5.           No Conflicts.  By signing this Agreement the Employee hereby represents
to the Company that, except as previously disclosed to the Company: (a) the Employee’s employment with the Company is
not prohibited under any employment agreement or other contractual arrangement; and (b) the Employee does not know of any
conflicts that would restrict the Employee’s employment with the Company.  The Employee hereby represents that the Employee
has disclosed to the Company any contract the Employee has signed that may restrict the Employee’s activities on behalf of
the Company, and that the Employee is presently in compliance with such contracts, if any.

 

6.           At Will Employment.  The Employee’s employment with the Company
is an “at-will” arrangement and this Agreement does not constitute a guarantee of employment for any specific period
of time.  This means that either the Employee or the Company may terminate the Employee’s employment at any time, with
or without Cause, and with or without advance notice.  This “at-will” employment relationship cannot be changed
except in a written agreement approved by the Board and signed by the Employee and a duly authorized member of the Board.

 

    	 	3	 

     

    

 

7.           Severance Benefits; Excise Tax.

(TASK):
Answer these questions using the employment agreement excerpt:
1. In the "No Conflicts" section, what kind of contract does the Employee represent having disclosed to the Company?
2. According to the "At Will Employment" section, who may end the Employee's employment?
3. What is required to change the at-will employment relationship?
The material after this point has no connection to the employment agreement text.

(DATASET EXCERPTS):

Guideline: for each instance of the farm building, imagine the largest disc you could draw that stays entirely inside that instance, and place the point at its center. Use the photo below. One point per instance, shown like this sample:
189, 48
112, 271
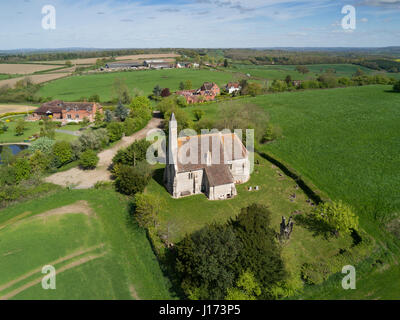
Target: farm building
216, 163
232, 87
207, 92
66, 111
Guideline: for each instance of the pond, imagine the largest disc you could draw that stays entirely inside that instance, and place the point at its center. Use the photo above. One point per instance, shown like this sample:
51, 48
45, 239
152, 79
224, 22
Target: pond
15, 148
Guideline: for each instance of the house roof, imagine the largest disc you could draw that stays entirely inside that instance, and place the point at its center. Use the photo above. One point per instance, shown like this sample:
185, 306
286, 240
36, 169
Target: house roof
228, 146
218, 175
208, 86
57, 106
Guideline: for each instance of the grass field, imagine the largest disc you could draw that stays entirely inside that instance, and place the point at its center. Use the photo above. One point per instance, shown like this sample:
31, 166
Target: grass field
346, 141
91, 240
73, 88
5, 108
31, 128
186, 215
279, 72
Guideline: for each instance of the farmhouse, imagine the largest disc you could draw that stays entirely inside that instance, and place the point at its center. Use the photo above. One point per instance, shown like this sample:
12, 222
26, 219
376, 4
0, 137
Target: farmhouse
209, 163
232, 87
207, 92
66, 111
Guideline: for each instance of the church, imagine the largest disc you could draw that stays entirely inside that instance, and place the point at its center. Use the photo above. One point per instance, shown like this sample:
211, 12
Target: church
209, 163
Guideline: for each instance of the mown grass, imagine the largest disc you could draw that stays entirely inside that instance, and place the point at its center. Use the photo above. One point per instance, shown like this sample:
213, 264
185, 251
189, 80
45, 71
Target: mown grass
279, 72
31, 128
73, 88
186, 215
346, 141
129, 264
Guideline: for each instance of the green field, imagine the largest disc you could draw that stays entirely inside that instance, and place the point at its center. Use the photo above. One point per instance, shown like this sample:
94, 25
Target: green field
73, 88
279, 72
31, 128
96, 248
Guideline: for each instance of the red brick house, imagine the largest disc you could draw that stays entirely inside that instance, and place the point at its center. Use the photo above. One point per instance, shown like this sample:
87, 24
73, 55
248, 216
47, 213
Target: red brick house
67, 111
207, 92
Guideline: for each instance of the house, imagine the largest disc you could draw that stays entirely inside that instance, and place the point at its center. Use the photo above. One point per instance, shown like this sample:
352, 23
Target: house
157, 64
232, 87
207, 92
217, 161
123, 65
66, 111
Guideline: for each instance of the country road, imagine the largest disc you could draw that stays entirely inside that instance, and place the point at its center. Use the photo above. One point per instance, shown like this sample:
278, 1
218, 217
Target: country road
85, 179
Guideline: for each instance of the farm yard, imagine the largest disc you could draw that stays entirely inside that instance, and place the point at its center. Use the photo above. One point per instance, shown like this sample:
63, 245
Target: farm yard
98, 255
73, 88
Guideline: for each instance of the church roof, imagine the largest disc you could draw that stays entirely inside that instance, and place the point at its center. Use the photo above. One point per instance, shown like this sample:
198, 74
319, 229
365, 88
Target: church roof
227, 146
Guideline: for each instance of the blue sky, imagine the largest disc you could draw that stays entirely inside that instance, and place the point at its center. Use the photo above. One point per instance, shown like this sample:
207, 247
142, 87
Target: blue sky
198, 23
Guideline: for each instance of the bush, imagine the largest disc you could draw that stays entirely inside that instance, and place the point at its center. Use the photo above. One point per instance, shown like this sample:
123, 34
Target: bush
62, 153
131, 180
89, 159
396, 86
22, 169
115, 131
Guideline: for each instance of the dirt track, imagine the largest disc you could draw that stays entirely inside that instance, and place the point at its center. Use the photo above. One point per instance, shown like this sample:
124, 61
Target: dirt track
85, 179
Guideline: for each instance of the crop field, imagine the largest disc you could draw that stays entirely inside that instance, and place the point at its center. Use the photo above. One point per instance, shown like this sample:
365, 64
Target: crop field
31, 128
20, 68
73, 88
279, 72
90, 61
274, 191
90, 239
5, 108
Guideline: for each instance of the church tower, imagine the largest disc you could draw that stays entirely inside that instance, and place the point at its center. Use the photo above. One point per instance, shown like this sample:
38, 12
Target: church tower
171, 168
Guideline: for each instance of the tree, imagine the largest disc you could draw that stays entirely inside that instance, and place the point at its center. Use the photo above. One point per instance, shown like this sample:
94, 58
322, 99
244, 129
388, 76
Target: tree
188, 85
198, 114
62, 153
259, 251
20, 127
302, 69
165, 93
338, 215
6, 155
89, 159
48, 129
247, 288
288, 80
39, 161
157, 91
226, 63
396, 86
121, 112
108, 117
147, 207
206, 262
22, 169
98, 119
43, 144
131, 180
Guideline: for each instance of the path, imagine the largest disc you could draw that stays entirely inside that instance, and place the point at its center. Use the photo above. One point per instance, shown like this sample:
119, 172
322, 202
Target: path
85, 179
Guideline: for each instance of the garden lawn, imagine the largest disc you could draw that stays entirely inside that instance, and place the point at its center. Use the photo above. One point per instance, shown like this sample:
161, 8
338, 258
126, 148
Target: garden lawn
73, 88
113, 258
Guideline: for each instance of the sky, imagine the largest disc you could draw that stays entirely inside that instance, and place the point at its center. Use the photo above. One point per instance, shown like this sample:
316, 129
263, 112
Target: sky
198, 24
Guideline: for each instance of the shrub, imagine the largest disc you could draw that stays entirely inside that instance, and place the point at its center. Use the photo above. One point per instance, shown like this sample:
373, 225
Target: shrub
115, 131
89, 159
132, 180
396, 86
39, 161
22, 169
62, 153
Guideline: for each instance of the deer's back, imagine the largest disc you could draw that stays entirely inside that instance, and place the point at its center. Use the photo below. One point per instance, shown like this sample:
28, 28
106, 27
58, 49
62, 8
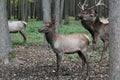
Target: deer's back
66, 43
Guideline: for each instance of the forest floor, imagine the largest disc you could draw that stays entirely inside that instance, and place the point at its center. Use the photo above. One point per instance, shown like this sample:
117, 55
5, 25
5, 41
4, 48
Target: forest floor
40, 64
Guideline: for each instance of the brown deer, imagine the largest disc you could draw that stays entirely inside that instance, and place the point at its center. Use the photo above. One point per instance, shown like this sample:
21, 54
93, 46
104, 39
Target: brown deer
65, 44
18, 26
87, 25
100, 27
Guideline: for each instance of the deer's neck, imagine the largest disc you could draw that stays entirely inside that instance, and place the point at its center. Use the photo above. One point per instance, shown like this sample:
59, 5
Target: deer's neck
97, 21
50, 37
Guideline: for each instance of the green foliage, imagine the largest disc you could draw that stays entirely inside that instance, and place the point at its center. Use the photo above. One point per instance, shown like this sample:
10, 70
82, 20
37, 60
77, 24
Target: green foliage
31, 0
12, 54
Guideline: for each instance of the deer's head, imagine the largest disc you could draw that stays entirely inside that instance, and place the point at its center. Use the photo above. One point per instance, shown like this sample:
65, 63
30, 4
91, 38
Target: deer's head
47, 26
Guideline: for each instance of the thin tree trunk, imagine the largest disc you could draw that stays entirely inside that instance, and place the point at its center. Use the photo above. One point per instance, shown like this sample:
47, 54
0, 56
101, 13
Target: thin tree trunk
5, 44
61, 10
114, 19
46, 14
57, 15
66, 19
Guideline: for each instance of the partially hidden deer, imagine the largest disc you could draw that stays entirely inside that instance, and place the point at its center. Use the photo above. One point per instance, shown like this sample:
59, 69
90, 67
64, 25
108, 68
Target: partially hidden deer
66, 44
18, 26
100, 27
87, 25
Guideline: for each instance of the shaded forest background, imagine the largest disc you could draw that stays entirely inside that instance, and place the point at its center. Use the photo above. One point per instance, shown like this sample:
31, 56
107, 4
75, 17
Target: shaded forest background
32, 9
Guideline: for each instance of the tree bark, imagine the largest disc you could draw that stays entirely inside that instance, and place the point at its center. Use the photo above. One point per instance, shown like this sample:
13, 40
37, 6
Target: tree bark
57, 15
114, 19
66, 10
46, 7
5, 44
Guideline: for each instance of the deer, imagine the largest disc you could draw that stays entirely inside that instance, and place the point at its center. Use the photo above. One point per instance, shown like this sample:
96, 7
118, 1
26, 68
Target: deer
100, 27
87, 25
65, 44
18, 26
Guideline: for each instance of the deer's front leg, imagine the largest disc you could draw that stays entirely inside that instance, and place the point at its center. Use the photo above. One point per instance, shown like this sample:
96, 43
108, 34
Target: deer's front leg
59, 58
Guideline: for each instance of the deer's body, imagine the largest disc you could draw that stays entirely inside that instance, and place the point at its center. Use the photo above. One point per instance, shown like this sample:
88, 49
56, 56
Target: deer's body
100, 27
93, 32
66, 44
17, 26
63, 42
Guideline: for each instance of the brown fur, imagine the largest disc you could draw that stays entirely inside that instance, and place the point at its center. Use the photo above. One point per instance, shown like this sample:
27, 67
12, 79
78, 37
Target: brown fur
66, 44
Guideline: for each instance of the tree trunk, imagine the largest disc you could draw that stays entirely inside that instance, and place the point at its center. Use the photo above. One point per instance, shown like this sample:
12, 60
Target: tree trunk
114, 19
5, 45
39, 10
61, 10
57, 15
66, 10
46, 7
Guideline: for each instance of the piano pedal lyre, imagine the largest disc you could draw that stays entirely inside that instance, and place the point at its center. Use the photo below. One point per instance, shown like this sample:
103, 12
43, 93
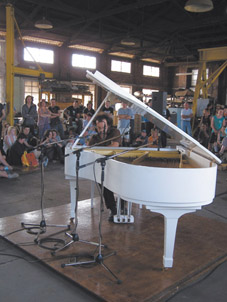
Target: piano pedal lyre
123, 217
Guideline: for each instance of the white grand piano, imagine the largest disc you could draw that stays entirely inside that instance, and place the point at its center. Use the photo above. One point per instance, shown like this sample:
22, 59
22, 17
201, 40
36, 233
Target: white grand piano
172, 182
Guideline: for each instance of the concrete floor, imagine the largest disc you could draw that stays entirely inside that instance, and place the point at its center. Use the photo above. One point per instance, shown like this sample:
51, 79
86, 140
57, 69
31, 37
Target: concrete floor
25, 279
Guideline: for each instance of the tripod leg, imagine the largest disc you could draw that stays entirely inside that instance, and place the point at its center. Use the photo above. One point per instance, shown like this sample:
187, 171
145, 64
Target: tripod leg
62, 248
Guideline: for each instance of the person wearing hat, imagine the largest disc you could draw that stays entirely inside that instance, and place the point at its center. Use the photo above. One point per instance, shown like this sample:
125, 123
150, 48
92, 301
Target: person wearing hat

(SOLVED PROBLEM):
1. Any contract the Employee has signed that may restrict the Employee's activities on behalf of the Company.
2. Either the Employee or the Company, at any time, with or without Cause, and with or without advance notice.
3. A written agreement approved by the Board and signed by the Employee and a duly authorized member of the Board.